▶ [Problem requirements]
Recast the listing below as a numbered list, leaving out any blank lines.
#### Entries
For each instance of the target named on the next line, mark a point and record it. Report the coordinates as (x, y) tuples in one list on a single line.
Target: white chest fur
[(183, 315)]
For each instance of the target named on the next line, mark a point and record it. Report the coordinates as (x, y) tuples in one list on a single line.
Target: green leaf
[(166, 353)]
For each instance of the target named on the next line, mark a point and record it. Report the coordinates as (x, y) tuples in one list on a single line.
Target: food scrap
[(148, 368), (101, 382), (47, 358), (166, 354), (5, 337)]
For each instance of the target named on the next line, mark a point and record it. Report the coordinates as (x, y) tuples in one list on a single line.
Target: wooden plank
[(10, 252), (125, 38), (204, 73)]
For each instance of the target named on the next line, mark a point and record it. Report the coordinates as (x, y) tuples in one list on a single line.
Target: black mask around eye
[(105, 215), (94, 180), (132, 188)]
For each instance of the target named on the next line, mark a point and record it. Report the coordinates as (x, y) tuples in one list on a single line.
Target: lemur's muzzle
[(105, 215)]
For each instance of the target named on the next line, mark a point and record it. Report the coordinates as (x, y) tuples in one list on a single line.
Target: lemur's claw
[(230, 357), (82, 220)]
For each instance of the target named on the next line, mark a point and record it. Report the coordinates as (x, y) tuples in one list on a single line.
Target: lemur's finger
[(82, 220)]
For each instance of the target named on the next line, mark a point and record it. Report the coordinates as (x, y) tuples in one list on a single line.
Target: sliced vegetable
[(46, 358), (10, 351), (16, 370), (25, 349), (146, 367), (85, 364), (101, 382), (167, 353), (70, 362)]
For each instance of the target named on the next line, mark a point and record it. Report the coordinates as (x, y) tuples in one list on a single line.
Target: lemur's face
########
▶ [Result of the task]
1. For each instance of the target named on the next line, mark a point and record it. Report the coordinates as (x, y) tuples in one list on a single line.
2. Target: white chest fur
3. [(183, 315)]
4. For each instance of the target named on the next line, mark a point and record it. Report the coordinates as (x, y) tuples in one list on a single line.
5. Target: green leaf
6. [(166, 353)]
7. For each instance of the target named on the next line, mark a point and record it. Report the coordinates as (x, y) tuples in one list on a single line.
8. Target: food scrap
9. [(148, 368), (101, 382), (47, 358), (166, 354), (5, 337)]
10. For each instance of the target named on the next line, mark a point and record it. Report the coordinates as (x, y) tuples in one list on a single line.
11. Target: wooden plank
12. [(10, 252), (125, 38), (204, 73)]
13. For each instance of the target named on the next line, mark a point and record it. Report the coordinates as (x, y) tuples in one list on a single line.
14. Target: black mask around eye
15. [(105, 215), (94, 180), (132, 188)]
16. For each instance of the target named on the next line, mark a point and record it. Report the coordinates as (x, y) tuples in one list on a single line.
17. Target: lemur's muzzle
18. [(105, 215)]
19. For each instance of the target named on the next line, mark a point and record it. Report the coordinates as (x, y) tuples in one list on a single line.
20. Target: lemur's claw
21. [(230, 357), (82, 220)]
22. For each instance of the target named on the next line, mark a point and record it. Report the coordinates as (x, y) tuples in one list on a single line.
23. Target: lemur's finger
24. [(82, 220)]
25. For each instance of the target named on the next line, mark a point and record it. Report the coordinates as (x, y) tuples in one list on a single line.
26. Target: sliced vegetable
27. [(46, 358), (10, 351), (16, 370), (25, 349), (146, 367), (85, 364), (101, 382), (167, 353), (70, 362)]
28. For each instance of the target named on the next line, mark a point and record it. Report the coordinates as (x, y) tuples in one list on a single line.
29. Target: lemur's face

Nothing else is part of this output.